TEXT:
BEGIN

PENDLETON — It’s just after lunch and Martin Klipsch’s civil engineering and architecture students are settling into their computer work stations.
Displayed on a big screen at the front of the classroom is the next assignment, which is to redesign a vacant industrial building in Noblesville for use as a public library.
A lot of detail and thought goes into such work, and Klipsch reminds his students about some of the specifications they must keep in mind: public restrooms, offices, a kitchen area and a work room for the staff among them.
The students will have about two weeks to complete the assignment using Autodesk Revit, a software program used by real world architects and structural engineers. The program allows students to design a building and all its components and display their work in a 3D format.
The goal of this and similar classes at Pendleton Heights is to introduce students to the skills they’ll need to earn a college engineering degree or be armed with the knowledge they’ll need after high school to find good jobs in today’s technology driven workplace, Kliipsch said.

END

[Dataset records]
BEGIN

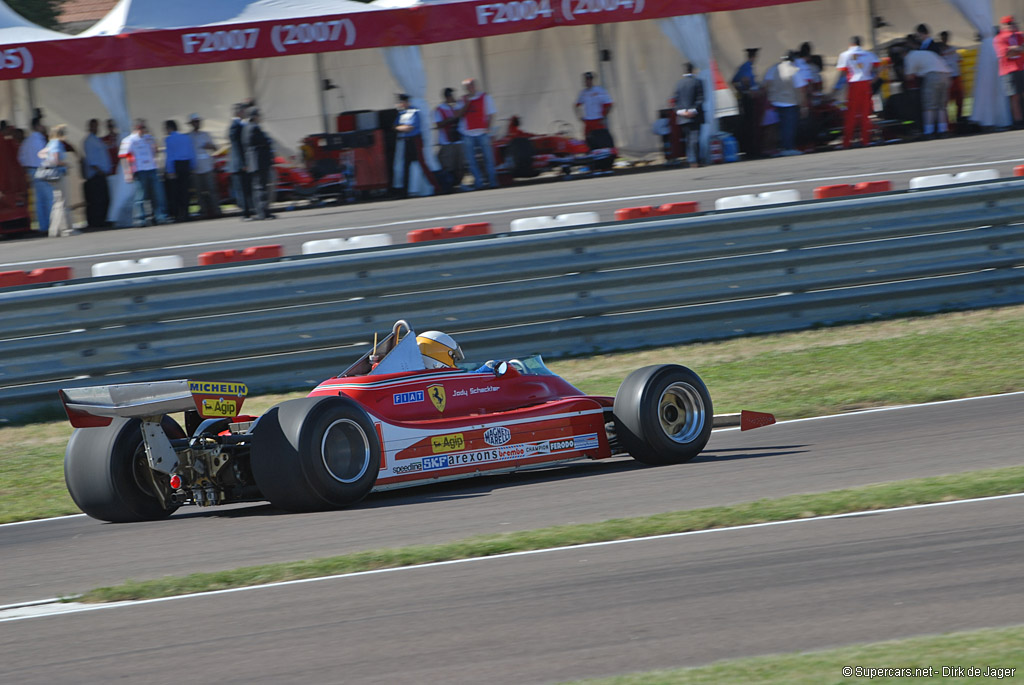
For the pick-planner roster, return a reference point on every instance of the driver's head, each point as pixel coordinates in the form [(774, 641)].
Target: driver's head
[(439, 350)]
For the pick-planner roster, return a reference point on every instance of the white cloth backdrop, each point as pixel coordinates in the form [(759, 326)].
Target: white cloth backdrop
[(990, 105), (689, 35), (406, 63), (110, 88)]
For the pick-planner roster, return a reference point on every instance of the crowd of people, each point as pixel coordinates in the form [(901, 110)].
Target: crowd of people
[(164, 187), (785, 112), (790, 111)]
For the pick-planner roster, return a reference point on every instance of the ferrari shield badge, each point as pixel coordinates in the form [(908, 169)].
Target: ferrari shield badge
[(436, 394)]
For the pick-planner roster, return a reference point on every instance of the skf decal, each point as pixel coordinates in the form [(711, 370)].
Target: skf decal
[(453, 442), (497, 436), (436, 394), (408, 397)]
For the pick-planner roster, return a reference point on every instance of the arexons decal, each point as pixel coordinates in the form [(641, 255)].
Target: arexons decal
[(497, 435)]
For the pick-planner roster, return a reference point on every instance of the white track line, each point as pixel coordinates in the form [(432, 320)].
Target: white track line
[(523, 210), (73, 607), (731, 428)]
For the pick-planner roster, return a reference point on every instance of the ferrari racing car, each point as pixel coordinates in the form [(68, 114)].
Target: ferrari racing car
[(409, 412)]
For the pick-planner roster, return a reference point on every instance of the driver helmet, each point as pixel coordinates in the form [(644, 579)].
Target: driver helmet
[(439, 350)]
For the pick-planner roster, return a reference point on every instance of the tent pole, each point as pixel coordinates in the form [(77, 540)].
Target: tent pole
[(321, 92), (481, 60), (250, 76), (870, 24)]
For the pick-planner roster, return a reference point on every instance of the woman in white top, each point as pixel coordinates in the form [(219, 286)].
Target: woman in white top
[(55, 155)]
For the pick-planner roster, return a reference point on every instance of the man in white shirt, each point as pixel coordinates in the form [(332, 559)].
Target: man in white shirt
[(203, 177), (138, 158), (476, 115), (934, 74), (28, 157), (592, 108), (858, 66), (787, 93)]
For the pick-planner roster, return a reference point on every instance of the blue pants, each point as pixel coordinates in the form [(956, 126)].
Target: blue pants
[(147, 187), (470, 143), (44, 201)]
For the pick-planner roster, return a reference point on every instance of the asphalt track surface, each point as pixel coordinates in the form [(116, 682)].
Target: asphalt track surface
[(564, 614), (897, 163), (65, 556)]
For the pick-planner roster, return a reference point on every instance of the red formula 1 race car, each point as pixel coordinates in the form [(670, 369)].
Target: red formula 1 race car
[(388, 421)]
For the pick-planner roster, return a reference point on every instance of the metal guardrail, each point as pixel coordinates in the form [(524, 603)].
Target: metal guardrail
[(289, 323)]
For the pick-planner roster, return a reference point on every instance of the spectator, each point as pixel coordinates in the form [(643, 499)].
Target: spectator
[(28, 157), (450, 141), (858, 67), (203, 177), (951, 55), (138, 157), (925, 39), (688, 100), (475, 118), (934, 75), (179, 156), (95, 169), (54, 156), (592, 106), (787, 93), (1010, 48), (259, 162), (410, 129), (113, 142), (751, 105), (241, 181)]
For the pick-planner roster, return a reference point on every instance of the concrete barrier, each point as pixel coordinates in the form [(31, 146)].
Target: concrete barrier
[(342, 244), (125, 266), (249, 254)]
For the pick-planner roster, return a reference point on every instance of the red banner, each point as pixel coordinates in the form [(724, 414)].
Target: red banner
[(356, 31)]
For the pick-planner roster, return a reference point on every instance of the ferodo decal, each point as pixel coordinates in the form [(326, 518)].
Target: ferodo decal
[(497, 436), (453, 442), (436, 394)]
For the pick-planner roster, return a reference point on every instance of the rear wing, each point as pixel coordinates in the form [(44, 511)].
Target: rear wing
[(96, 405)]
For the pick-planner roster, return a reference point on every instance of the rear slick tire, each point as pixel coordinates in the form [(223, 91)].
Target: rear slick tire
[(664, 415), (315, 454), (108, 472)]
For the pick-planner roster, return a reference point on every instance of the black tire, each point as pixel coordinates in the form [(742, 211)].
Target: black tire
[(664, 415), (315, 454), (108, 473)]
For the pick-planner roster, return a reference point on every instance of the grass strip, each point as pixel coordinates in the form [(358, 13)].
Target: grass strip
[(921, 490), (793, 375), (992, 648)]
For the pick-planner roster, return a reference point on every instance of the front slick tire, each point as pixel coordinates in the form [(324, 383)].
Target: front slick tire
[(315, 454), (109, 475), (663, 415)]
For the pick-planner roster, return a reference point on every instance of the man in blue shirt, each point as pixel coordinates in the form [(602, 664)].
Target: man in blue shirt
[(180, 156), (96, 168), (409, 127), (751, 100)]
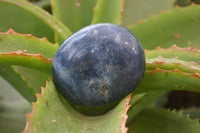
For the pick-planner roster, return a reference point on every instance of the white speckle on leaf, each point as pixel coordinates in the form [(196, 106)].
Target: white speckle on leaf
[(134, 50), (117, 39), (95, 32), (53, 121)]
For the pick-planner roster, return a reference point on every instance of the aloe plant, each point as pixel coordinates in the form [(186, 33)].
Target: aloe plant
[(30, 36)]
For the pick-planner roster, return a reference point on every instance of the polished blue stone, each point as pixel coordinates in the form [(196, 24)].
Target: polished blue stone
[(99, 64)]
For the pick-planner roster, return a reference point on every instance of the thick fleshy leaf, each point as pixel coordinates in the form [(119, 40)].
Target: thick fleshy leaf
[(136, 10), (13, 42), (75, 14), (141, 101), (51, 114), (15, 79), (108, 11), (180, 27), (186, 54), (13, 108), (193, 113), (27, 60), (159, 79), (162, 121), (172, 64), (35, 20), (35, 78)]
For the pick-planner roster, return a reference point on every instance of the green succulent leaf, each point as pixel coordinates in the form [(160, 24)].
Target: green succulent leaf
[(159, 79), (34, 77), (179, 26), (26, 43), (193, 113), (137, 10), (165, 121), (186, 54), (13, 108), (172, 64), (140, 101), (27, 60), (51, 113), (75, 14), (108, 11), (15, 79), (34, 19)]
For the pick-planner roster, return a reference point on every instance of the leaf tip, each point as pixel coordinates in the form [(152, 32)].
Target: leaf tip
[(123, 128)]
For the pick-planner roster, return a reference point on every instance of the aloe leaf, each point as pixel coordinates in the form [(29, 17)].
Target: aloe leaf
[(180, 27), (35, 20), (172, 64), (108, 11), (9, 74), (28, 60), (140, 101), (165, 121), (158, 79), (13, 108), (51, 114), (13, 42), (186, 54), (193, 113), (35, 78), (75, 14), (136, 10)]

END
BEGIN

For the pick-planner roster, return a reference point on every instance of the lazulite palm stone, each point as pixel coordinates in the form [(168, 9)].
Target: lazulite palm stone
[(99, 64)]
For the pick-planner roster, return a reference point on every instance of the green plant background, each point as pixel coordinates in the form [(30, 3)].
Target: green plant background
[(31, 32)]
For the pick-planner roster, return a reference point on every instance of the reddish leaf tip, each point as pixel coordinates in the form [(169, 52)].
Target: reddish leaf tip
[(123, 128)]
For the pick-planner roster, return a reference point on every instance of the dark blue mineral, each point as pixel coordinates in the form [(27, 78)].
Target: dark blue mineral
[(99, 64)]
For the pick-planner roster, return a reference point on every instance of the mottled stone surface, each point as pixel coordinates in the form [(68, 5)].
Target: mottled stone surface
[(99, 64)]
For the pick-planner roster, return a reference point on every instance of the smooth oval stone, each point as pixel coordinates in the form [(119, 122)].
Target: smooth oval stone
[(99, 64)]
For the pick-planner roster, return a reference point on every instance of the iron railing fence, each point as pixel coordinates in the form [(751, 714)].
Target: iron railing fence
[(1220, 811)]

END

WORK REQUEST:
Print the part of the text about the Pendleton Heights engineering class that begins at the words "PENDLETON — It’s" and stops after "staff among them.".

TASK SOLUTION:
PENDLETON — It’s just after lunch and Martin Klipsch’s civil engineering and architecture students are settling into their computer work stations.
Displayed on a big screen at the front of the classroom is the next assignment, which is to redesign a vacant industrial building in Noblesville for use as a public library.
A lot of detail and thought goes into such work, and Klipsch reminds his students about some of the specifications they must keep in mind: public restrooms, offices, a kitchen area and a work room for the staff among them.